> _OBJECTIVE_
Every record below should be written out exactly; pictures stay out.

▼▼▼

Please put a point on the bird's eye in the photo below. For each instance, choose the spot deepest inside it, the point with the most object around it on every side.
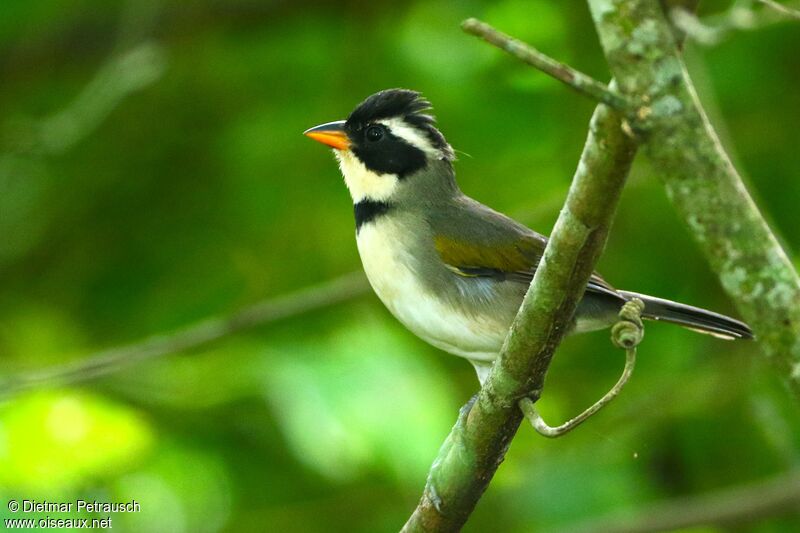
(374, 133)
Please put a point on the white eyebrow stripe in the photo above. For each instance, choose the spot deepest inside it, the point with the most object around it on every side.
(410, 134)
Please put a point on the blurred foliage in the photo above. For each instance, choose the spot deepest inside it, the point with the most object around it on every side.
(152, 172)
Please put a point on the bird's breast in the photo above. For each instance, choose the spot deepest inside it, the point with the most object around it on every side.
(395, 262)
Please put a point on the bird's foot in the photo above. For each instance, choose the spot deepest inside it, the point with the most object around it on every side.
(627, 333)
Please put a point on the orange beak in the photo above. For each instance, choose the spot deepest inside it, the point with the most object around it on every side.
(331, 133)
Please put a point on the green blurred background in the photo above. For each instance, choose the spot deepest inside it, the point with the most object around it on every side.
(153, 173)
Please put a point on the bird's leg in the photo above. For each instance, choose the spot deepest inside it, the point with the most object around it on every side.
(627, 333)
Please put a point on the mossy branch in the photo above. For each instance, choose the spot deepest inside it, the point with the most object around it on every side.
(699, 177)
(479, 440)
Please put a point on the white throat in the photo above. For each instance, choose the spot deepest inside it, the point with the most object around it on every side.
(362, 182)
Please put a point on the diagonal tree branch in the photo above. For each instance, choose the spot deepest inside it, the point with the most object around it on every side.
(479, 440)
(115, 359)
(483, 432)
(700, 179)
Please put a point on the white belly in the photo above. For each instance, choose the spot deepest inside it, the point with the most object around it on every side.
(388, 266)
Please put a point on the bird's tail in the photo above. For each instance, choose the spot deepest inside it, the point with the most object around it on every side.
(692, 318)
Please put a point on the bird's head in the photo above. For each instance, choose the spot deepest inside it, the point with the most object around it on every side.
(389, 148)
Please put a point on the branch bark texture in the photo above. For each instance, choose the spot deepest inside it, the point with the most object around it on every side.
(478, 442)
(700, 179)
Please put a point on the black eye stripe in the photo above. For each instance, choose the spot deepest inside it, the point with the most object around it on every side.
(373, 133)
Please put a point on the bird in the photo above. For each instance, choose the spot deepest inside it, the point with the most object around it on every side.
(450, 269)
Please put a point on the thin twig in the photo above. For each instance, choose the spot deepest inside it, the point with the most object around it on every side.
(564, 73)
(701, 181)
(478, 442)
(727, 507)
(112, 360)
(626, 334)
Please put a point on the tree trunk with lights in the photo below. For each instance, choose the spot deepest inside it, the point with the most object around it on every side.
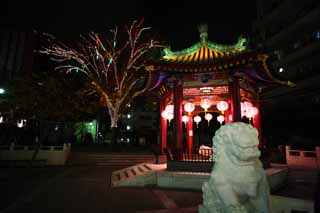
(115, 68)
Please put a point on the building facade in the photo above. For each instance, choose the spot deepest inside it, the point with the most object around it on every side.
(289, 31)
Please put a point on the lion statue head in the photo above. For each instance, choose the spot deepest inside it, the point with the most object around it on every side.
(238, 182)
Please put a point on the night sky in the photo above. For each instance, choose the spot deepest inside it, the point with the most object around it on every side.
(175, 21)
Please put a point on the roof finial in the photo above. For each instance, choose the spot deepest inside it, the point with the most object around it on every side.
(203, 30)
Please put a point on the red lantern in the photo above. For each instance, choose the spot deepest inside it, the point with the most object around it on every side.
(169, 108)
(208, 117)
(197, 119)
(189, 107)
(220, 118)
(222, 106)
(205, 103)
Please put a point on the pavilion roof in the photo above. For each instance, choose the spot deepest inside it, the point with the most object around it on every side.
(204, 52)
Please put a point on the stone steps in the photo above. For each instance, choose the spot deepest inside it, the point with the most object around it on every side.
(303, 176)
(109, 159)
(125, 174)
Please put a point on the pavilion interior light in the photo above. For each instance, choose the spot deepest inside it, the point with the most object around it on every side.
(206, 89)
(189, 107)
(164, 114)
(205, 103)
(220, 118)
(21, 123)
(169, 108)
(222, 106)
(245, 108)
(208, 117)
(197, 119)
(170, 117)
(185, 119)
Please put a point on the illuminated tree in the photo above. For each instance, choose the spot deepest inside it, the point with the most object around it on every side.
(113, 63)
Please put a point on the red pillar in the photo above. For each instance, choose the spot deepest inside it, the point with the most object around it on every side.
(177, 120)
(234, 93)
(226, 116)
(163, 128)
(257, 125)
(190, 135)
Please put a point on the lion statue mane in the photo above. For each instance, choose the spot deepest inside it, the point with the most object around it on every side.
(238, 182)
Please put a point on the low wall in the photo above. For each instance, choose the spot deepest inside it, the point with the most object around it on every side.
(309, 159)
(190, 166)
(52, 155)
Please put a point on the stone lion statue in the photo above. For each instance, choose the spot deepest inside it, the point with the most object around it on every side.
(238, 182)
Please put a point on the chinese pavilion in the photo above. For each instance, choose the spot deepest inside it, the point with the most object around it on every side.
(208, 77)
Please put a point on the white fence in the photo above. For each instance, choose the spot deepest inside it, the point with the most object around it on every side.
(52, 155)
(309, 159)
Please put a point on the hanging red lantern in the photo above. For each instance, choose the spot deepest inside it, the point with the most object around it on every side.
(170, 108)
(189, 107)
(197, 119)
(222, 106)
(205, 103)
(208, 117)
(220, 118)
(185, 119)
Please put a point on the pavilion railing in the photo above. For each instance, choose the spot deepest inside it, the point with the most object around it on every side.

▲▲▲

> _OUTPUT_
Please put a point on the bird's eye in the photo below. For each instance, choose the spot deepest inside it, the point with the most object around it on every side.
(374, 133)
Please put a point on the white eyebrow stripe in the photo above. For each instance, choose the spot deepest inside it, the point with the most object around it on every side.
(410, 134)
Please put a point on the blurred foliage in the photo above. For each instance, choose the spot deepest inside it, the point with the most object around it on every side.
(152, 172)
Please put a point on the bird's breast in the photo above. For each instance, choose the spot deepest inside it, the point with the most object around it on every side.
(395, 262)
Please put a point on the bird's foot in the photo above. For each instance, choose the spot deepest inside it, the point with the most object around it on every side.
(627, 333)
Please put a point on the orange beak in the photo above. For each instance, choose the spot deepest inside it, the point with the most object around it on every side.
(331, 133)
Please put a point on the green blurred background in the photo above. For each instance, choose the spot deepest inside it, the point with the most object around it on every side.
(153, 173)
Please put a point on the bird's leg in the photo above. For each instance, choose the spot deepest inside it, the point with the most object around it on every side.
(627, 333)
Please put a point on the mossy branch in the photo above. For each instance, choose the spot deepest inside it, the point with the most object around it on every side.
(699, 177)
(479, 440)
Please put a point on the white throat in the photo above. For each instance, choose the spot deepest inside it, the point with the most object around it on every side.
(362, 182)
Please put a point on the diagonal tree branch in the photo above. For each instance, choose the spot deepest inside it, the point with the most object around it on every side.
(479, 440)
(115, 359)
(483, 432)
(700, 179)
Please put a point on the white belly in the photo above. For each instance, choose the spot deepest inside it, the point with the most object around it on every side.
(388, 266)
Please put a point on the bird's tail in the photo above. For each instance, choose the spot deepest inside it, the point with the most object around it on every side.
(692, 318)
Please put a point on the bird's head in the photo above. For each instance, choose the spot deepest inside it, the point with the most object around it on every side.
(389, 148)
Please put a point on the branch bark texture in the photo above. For each instance, choose the spot deepest inside it, the point with the most object around it on every side.
(478, 442)
(700, 179)
Please put a point on the black eye stripe in the photo above. For each instance, choose the spot deepest inside it, the point with the most object around it on every side.
(373, 133)
Please put a point on the bird in the photo above. For each instance, choose the spot deepest inside it, the point with the most object around it on every side.
(450, 269)
Please put a point on the thin twig in the photo above. For each instance, choose the spot deepest inside it, the point with the most object around it on every side.
(564, 73)
(701, 181)
(478, 442)
(727, 507)
(112, 360)
(626, 334)
Please put a point on the tree trunk with lights in the photo below. For each instance, choose the spot deepest inside it, the point with the most object around it on every side.
(115, 68)
Please put a point on the building facade in the photo above. For each instance, choose the spot deepest inside it, the point with the most object around it on every side.
(289, 31)
Please put a point on the lion statue head in the photo above. For each instance, choose the spot deepest inside it, the point with the most object around it on every side.
(238, 182)
Please put a point on the night sky in the photo above. For each instance, choose the spot deepest inside it, the point with the most object around it on every side.
(175, 21)
Please put a point on the roof finial in the photo above. For each instance, choose the spot deepest inside it, the point with the most object around it on every side.
(203, 30)
Please put a point on the red lantern in the photo above. For each instance, choose the spot deepest inside it, the point with the most object around it on every side.
(169, 108)
(208, 117)
(197, 119)
(189, 107)
(220, 118)
(222, 106)
(205, 103)
Please put a point on the pavilion roof in the photo above. For each instance, choose the spot deepest inside it, the point with the most object around it on every side.
(204, 52)
Please put a point on the stone steps in the photo above. For each instance, choose the spot deepest inside it, the point with the most object around it on every side.
(303, 176)
(109, 159)
(125, 174)
Please put a point on the pavilion interior light in the photo above. For each instance, choose the spot deepest inside it, the point with the most object around it on every side.
(206, 89)
(189, 107)
(164, 114)
(205, 103)
(220, 118)
(21, 123)
(169, 108)
(222, 106)
(245, 108)
(208, 117)
(197, 119)
(170, 117)
(185, 119)
Please put a point on the illuminated tree in the photo above. For each instance, choose the spot deepest inside it, the point with the most object around it on every side.
(113, 63)
Please put a point on the red pillar in the photo above. For each instance, choose the spot deepest inside it, the point with the most object around it on every side.
(177, 120)
(234, 93)
(226, 116)
(163, 128)
(257, 125)
(190, 135)
Please put a point on the lion statue mane in the photo above. For each instance, choose the spot deepest inside it, the point with the most object around it on every side.
(238, 182)
Please put a point on the low wall in the photo above. For each instance, choose the spot deepest inside it, the point with the most object around it on every side.
(309, 159)
(190, 166)
(52, 155)
Please put a point on the stone lion statue in the photo above. For each instance, choose the spot deepest inside it, the point with the most object around it on every side.
(238, 182)
Please put a point on the chinese pavilion in the photo above. For each instance, choose the spot deepest inside it, the point with the most object around it on every side.
(208, 77)
Please put a point on the white fence in the photo above. For each instance, choose the spot deepest inside it, the point with the most object around it on every side.
(52, 155)
(309, 159)
Please put a point on the hanging red lantern in the photo above. For each instance, choose the spot deepest inside it, the point with the most object around it on every side.
(170, 108)
(189, 107)
(197, 119)
(222, 106)
(205, 103)
(208, 117)
(220, 118)
(185, 119)
Please put a point on the pavilion railing in the photo above. For each instance, choose the spot deepest inside it, the point with the most object around it on every side.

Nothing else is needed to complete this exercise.